_THE RECORDS_
* * * * *

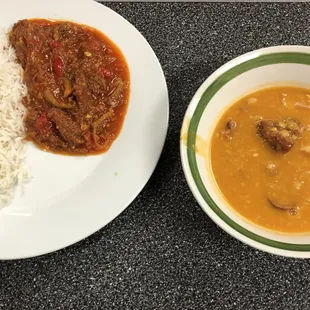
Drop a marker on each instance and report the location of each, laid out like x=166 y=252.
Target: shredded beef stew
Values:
x=78 y=85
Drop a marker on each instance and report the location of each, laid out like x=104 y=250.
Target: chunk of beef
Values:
x=279 y=134
x=69 y=130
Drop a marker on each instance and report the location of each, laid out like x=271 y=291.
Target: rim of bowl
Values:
x=251 y=60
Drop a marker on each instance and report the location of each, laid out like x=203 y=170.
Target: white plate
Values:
x=70 y=198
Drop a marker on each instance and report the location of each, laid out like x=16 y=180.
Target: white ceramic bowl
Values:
x=281 y=65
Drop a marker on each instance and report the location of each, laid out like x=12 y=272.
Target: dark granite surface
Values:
x=163 y=252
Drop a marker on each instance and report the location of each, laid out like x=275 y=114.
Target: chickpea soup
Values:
x=260 y=158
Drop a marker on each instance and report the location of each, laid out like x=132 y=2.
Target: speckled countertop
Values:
x=163 y=252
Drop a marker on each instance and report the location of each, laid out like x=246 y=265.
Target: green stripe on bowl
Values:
x=269 y=59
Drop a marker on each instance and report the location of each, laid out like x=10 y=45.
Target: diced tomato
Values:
x=54 y=44
x=105 y=72
x=43 y=125
x=58 y=66
x=88 y=137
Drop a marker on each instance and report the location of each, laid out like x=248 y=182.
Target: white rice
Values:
x=12 y=148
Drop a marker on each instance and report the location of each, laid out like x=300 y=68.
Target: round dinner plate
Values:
x=69 y=198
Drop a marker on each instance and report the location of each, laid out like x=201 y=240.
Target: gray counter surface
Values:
x=163 y=252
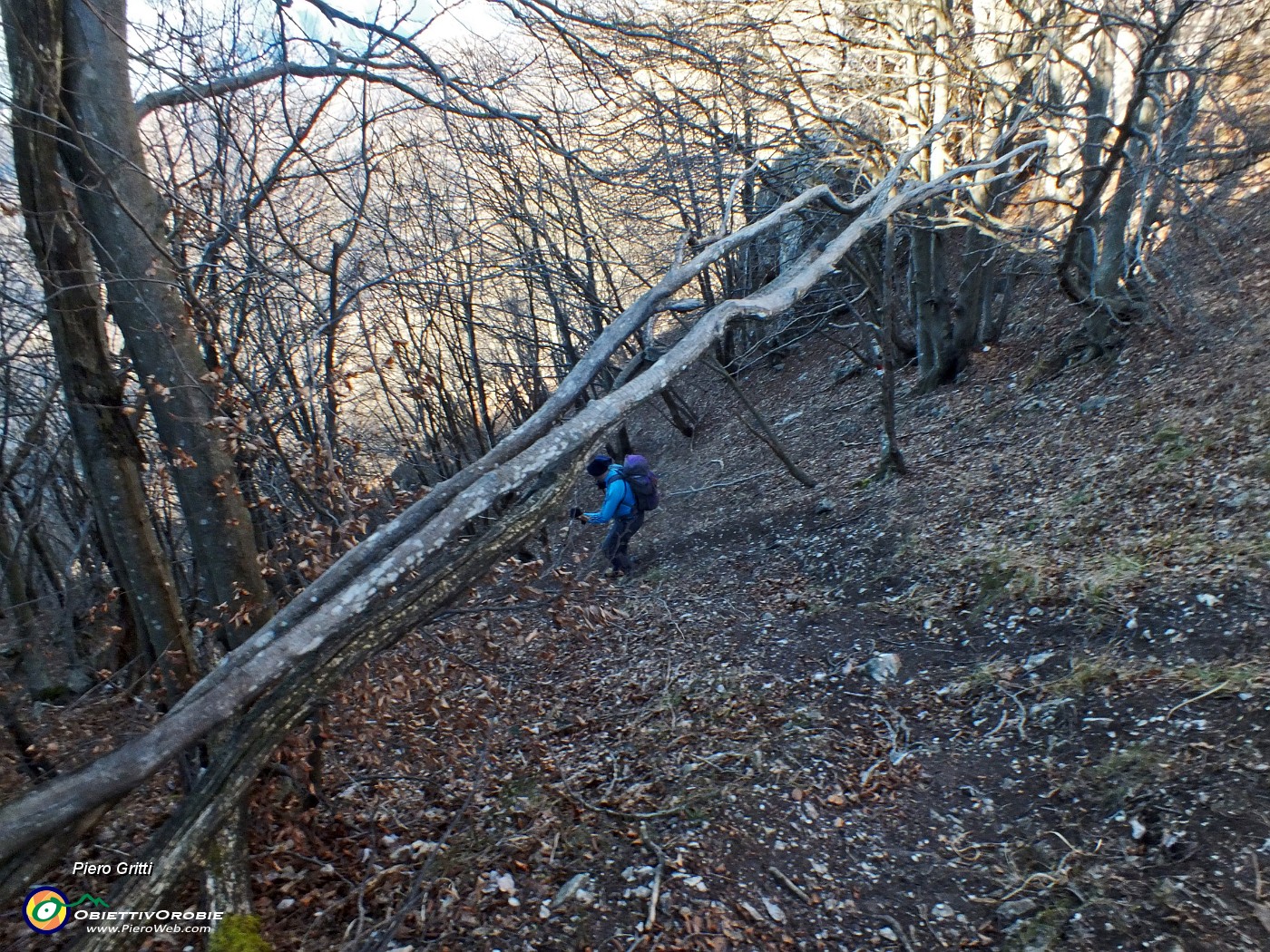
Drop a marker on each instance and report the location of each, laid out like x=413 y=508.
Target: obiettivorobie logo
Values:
x=46 y=908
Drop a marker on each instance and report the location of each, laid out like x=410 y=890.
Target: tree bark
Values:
x=104 y=438
x=124 y=216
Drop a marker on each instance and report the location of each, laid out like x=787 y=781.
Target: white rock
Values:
x=1037 y=660
x=571 y=889
x=883 y=668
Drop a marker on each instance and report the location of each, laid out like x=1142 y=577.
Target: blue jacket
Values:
x=619 y=498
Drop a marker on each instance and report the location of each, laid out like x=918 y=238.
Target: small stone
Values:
x=571 y=889
x=1018 y=909
x=1037 y=660
x=882 y=668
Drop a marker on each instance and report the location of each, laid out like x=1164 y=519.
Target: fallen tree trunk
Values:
x=406 y=570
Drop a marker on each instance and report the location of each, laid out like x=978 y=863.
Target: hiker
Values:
x=630 y=491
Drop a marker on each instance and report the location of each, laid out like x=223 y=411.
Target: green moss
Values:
x=239 y=933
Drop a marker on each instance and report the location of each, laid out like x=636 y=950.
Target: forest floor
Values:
x=718 y=754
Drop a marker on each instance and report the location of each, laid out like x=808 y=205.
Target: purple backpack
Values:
x=643 y=482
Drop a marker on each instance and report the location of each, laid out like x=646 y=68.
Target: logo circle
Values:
x=44 y=909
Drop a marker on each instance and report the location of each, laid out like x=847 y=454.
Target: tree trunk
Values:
x=124 y=216
x=107 y=446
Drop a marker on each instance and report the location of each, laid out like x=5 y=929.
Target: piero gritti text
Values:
x=112 y=869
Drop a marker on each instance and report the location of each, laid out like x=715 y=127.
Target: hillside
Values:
x=1072 y=579
x=1072 y=755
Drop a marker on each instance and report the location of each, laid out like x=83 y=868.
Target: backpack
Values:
x=643 y=482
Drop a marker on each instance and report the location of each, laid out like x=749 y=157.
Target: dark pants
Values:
x=619 y=539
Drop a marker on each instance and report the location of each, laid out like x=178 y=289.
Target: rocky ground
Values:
x=1016 y=700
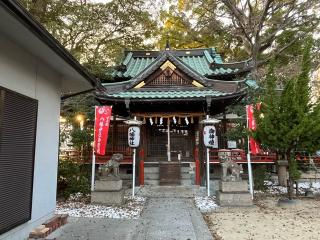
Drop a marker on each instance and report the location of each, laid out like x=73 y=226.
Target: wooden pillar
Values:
x=201 y=153
x=114 y=132
x=224 y=130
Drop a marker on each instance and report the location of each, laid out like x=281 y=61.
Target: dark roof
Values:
x=15 y=9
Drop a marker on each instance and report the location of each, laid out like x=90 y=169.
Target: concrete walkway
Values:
x=170 y=215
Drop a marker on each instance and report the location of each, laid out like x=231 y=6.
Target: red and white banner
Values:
x=252 y=125
x=101 y=128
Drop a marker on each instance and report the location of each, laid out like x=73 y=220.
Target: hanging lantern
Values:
x=186 y=120
x=174 y=120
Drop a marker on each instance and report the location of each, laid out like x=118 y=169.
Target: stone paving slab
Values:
x=172 y=219
x=170 y=214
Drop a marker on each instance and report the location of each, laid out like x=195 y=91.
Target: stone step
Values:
x=151 y=182
x=151 y=169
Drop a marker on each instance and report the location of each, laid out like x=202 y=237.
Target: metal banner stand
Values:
x=93 y=162
x=133 y=141
x=208 y=172
x=249 y=159
x=133 y=171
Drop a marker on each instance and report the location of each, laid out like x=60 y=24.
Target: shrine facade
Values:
x=171 y=92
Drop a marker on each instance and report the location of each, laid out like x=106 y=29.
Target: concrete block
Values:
x=151 y=176
x=233 y=186
x=234 y=199
x=115 y=197
x=151 y=182
x=108 y=185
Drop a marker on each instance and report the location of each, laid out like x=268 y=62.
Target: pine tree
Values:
x=288 y=121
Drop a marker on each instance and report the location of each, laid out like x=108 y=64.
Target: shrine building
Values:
x=171 y=92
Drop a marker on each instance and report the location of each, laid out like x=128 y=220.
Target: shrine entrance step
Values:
x=169 y=173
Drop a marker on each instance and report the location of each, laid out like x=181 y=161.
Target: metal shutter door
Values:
x=18 y=119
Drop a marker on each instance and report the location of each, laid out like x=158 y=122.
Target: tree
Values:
x=259 y=29
x=289 y=121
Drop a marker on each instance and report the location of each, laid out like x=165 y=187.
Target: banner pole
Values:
x=93 y=162
x=208 y=168
x=133 y=171
x=208 y=173
x=249 y=157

* * * * *

_WHAT NEEDS TO BE DONE_
Rewrite the whole listing above with "Values" changed to "Points" wherever it occurs and everything else left as is. Omit the picture lines from your answer.

_RESULT BELOW_
Drop a marker on each instance and report the location of each, laid out like x=166 y=252.
Target: shredded beef stew
Points:
x=78 y=85
Drop a marker on each instance and report the location of each, laid out like x=104 y=250.
Target: chunk of beef
Points:
x=279 y=134
x=69 y=130
Drop a marker on each instance and report the location of each, laid out like x=271 y=291.
Target: rim of bowl
Points:
x=251 y=60
Drop a marker on each instance and report the location of each, laid out like x=203 y=170.
Target: white plate
Points:
x=70 y=198
Drop a marker on each instance and report the location of each, laid out like x=16 y=180.
Target: white ceramic bowl
Points:
x=281 y=65
Drop a marker on each instance and report the location of each, laid out like x=12 y=272.
Target: dark granite surface
Points:
x=163 y=252
Drop a marker on each instance and report the location of each, laid out like x=275 y=114.
Target: chickpea soup
Points:
x=260 y=158
Drop a marker on each instance and report the location of each, laid out like x=132 y=2.
Target: speckled countertop
Points:
x=163 y=252
Drop a marker on each instance and report the location of each, laid out like x=246 y=265.
Target: green stripe on bowl
Points:
x=269 y=59
Drop a marker on each instance and report the location of each, laid out like x=10 y=45.
Target: diced tomato
Points:
x=54 y=44
x=105 y=72
x=43 y=125
x=58 y=66
x=88 y=137
Drop a marker on each instance and report the location of each, laid out like x=248 y=182.
Target: white rice
Points:
x=12 y=148
Drop a marker on each instance and report the location of each, laid out like x=300 y=68.
Target: round dinner plate
Points:
x=69 y=198
Drop a marker on each instance and report the location of each, laid out like x=201 y=240.
Target: gray counter surface
Points:
x=163 y=252
Drop a marker on each instance and report the location of each, laid out like x=413 y=508.
Target: obiettivorobie logo
Points:
x=46 y=908
Drop a marker on each instance and report the location of each, laid out like x=410 y=890.
Target: tree bark
Points:
x=104 y=438
x=124 y=216
Drop a marker on each instance and report the location of each, laid out like x=787 y=781.
Target: white rock
Points:
x=1037 y=660
x=571 y=889
x=883 y=668
Drop a marker on each instance and report the location of each, laid out like x=1142 y=577.
Target: blue jacket
Points:
x=619 y=498
Drop a marker on each instance and report the location of each, laid out like x=918 y=238.
Target: small stone
Points:
x=571 y=889
x=1018 y=909
x=1037 y=660
x=882 y=668
Drop a marker on each instance and report the location of each, laid out like x=1164 y=519.
Target: fallen tree trunk
Points:
x=406 y=570
Drop a marker on each instance and report the location of each, laid out like x=978 y=863.
Target: hiker
Points:
x=630 y=491
Drop a marker on each instance and report the location of each, laid out like x=223 y=411.
Target: green moss
Points:
x=239 y=933
Drop a marker on each instance and report the location of each, laid out like x=636 y=950.
Target: forest floor
Points:
x=718 y=754
Drop a marker on each instance and report the location of each, laid out like x=808 y=205.
Target: purple backpack
Points:
x=643 y=482
Drop a marker on each instance and report the location of each, laid out like x=646 y=68.
Target: logo circle
Points:
x=44 y=909
Drop a marker on each instance and report the location of each, laid out like x=847 y=454.
Target: tree trunk
Points:
x=124 y=216
x=107 y=446
Drop a marker on each instance and report the location of each, laid out like x=5 y=929.
Target: piero gritti text
Points:
x=112 y=869
Drop a marker on each instance and report the location of each, laid out like x=715 y=127.
Target: hillside
Points:
x=1072 y=579
x=1072 y=755
Drop a marker on each instance and report the location of each, laid out like x=83 y=868.
Target: backpack
Points:
x=643 y=482
Drop a marker on each instance and report the location of each, laid out like x=749 y=157.
Target: dark pants
Points:
x=619 y=539
Drop a marker on each instance and report the location of each, laid out like x=178 y=289.
Target: rocky ground
Points:
x=1016 y=700
Drop a marker on each instance and report the location of each, laid out like x=73 y=226.
Target: wooden pillar
Points:
x=201 y=153
x=114 y=132
x=224 y=130
Drop a marker on each instance and report the location of each, laid out like x=281 y=61.
Target: dark roof
Points:
x=15 y=9
Drop a marker on each instance and report the location of each, laid out like x=90 y=169.
Target: concrete walkway
Points:
x=170 y=215
Drop a marker on each instance and report the location of each, laid out like x=231 y=6.
Target: red and white banner
Points:
x=252 y=125
x=101 y=128
Drop a marker on each instance and report the location of each, laid out like x=73 y=220.
Target: hanging lantern
Points:
x=186 y=120
x=174 y=120
Drop a marker on each instance and report the location of each, laid out like x=118 y=169.
Target: stone paving slab
Points:
x=172 y=219
x=170 y=214
Drop a marker on each instance and report the location of each, laid out like x=195 y=91.
Target: stone step
Points:
x=151 y=182
x=151 y=169
Drop a marker on each instance and report the location of each, laid out like x=202 y=237.
Target: metal banner stand
Points:
x=93 y=162
x=133 y=141
x=208 y=172
x=249 y=159
x=133 y=171
Drop a marker on each instance and report the location of each, laid out like x=60 y=24.
Target: shrine facade
Points:
x=171 y=92
Drop a marker on each instance and report the location of each, laid out like x=106 y=29.
Target: concrete block
Points:
x=151 y=176
x=233 y=186
x=234 y=199
x=115 y=197
x=151 y=182
x=108 y=185
Drop a marker on each instance and report the location of each, laid out like x=268 y=62.
Target: pine tree
Points:
x=288 y=121
Drop a marker on each instance and report the location of each, laid out like x=108 y=64.
Target: shrine building
Points:
x=171 y=92
Drop a marker on each instance and report the location of each, laid out like x=128 y=220.
Target: shrine entrance step
Points:
x=169 y=173
Drop a marker on each instance and report the location of each, laid out like x=181 y=161.
Target: metal shutter door
Points:
x=18 y=119
Drop a marker on each instance and report the location of each, laid out like x=158 y=122.
Target: tree
Points:
x=259 y=29
x=289 y=121
Drop a marker on each instance and report the location of each, laid out like x=165 y=187.
Target: banner pole
Points:
x=93 y=162
x=208 y=168
x=133 y=171
x=208 y=173
x=249 y=157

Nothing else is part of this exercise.